* [ИСХОДНЫЙ ФРАГМЕНТ]
_ _ _ _
Борис Колымагин. Он высок, прозрачен, неповторим. Велимир владеет всем миром: Хлебников в поэзии «второй культуры». — «НГ Ex libris», 2022, 23 июня <http://www.ng.ru/ng_exlibris>.

«Владимира Маяковского андеграунд читает одновременно в двух регистрах.  В одном он прилагает огромные усилия к тому, чтобы не слышать то, о чем говорит поэт. Воспринимает слова о революции как шум автотрассы. Если же речь достигает сознания, то ее отталкивают как подплывшую к лодке льдинку. В другом регистре внимательно прислушиваются к тому, как он говорит. С Хлебниковым ситуация немного другая. Его политические взгляды практически не обсуждают. Есть редкие исключения. Например — реплика Сергея Кулле. В заметке „О Хлебникове” (1979) он проводит разграничительную линию между Хлебниковым-поэтом („Он высок, прозрачен, неповторим”) и Хлебниковым — певцом русской революции. Кулле цитирует строчки из стихотворения „Не шалить!”: „Не затем у врага / Кровь лилась по дешевке…” И спрашивает: „Ну а зачем? А зачем же, Велимир, Председатель Земного Шара?” В ситуации с Хлебниковым андеграунду не приходится искусственно не замечать большевистской риторики. Это не проблема, как в случае с послереволюционной поэзией Маяковского и „Двенадцатью” Блока. Сердце поэта лежит в области стиха, а все остальное и прежде всего идеология — по касательной. Об этом внятно пишет Геннадий Айги: „Думаю, что сейчас уже — не вина поэта, если кто-то продолжает искушаться в нем теми его ‘благими намерениями‘, которые пережили себя, которые пережила его блестящая поэзия”».

 

Марина Кудимова. Пушкин как вид нищенства. Глава из книги «Кумар долбящий и созависимость. Трезвение и литература». — «Гостиная», выпуск 114 (Лето, 2022) <https://gostinaya.net>.

«Я бессчетно слушала чтение стихов. Я слушала их в Лужниках и Политехническом, на кухне и кладбище. Я по молодости и сама их читывала в разных местах, включая молочно-товарную ферму и плавбазу. Правда, всегда испытывала от этого неловкость. Старуха взялась обеими руками за держалку, приделанную к спинке сиденья. Чего угодно можно было от нее ожидать в плане способов выпросить маленько на пропитание. Чего угодно, а пуще всего — прибеднения, достоевщины этой склеротической, мармеладовщины самоупоенной. Старуха посмотрела в себя черными — сплошное антрацитовое яблоко — глазами и членораздельно выговорила: „Буря мглою небо кроет…”».
_ _ _ _
* [ЗАДАНИЯ]
1. Какой год указан в исходном фрагменте для заметки Сергея Кулле «О Хлебникове»?
2. Продолжите исходный фрагмент с того места, где старуха произносит «Буря мглою небо кроет…».

* [ЗАПИСАННЫЕ ДАННЫЕ]
_ _ _ _
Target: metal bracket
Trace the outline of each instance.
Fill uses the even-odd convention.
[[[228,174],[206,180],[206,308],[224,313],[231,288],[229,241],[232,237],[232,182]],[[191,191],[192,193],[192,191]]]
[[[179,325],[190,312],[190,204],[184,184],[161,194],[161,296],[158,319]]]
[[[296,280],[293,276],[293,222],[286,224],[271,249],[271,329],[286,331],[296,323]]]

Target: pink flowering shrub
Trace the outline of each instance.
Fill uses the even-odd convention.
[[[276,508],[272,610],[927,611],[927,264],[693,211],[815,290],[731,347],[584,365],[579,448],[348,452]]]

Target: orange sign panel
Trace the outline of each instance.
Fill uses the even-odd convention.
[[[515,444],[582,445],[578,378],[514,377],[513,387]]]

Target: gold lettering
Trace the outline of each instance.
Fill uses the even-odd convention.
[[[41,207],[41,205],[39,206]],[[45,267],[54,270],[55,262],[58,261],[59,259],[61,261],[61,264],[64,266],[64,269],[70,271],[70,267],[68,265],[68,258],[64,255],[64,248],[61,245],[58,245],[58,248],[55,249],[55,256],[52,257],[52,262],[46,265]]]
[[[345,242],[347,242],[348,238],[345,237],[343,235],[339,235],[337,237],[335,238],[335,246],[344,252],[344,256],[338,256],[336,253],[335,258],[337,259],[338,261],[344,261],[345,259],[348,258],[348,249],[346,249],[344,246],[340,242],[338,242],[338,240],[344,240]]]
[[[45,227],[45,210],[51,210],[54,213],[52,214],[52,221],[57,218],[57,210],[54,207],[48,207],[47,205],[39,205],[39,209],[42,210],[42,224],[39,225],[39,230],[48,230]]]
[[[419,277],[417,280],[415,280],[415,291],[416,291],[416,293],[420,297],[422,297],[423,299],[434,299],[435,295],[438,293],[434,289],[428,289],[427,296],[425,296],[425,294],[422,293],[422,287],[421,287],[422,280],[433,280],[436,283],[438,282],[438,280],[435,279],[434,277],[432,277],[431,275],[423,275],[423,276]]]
_ _ _ _
* [ОТВЕТЫ К ЗАДАНИЯМ]
1. 1979 год.

2.
«Старуха была явно не в себе. В маразме она была. Ей щедро подали, и по законам жанра следовало переходить в другой вагон, в тамбуре переложив выручку за пазуху, с глаз долой. Нет, продвинулась подальше, дала выйти партии обитателей „спального” района, и продолжала урок. Потому что она, несомненно, была в прежней жизни учительницей. И профессиональный навык в ней залег в такие недра сознания, что и маразм его не тронул, не нашел, как хлеб, зарытый в период продразверстки. И сконцентрировался этот первичный — он же последничный — навык на Пушкине Александре Сергеевиче, угнездился в нем. Все ушло, рассеялось. Вполне возможно, она не помнила, как ее зовут и есть ли у нее дети. Учительницы про них, своих в смысле, и в лучшую пору часто забывают, сосредоточившись на чужих. Лев Толстой в старости путал имена сыновей и писал в дневник, что это не имеет никакого значения. А Пушкин остался в этой практически сданной крепости последним бойцом, самураем, гвардейцем: „Умираю, но не сдаюсь!”, мол. Национальный гений превратился в ген, хранящий основание национального бытия, — язык. Здесь подобная апелляция не просто уместна — без нее не обойтись. Пушкин стал „языком”, приведенным из разведки в подсознание. Почему-то старуха помнила только хореические стихи — с ударением на первой стопе: „Сквозь волнистые туманы…”».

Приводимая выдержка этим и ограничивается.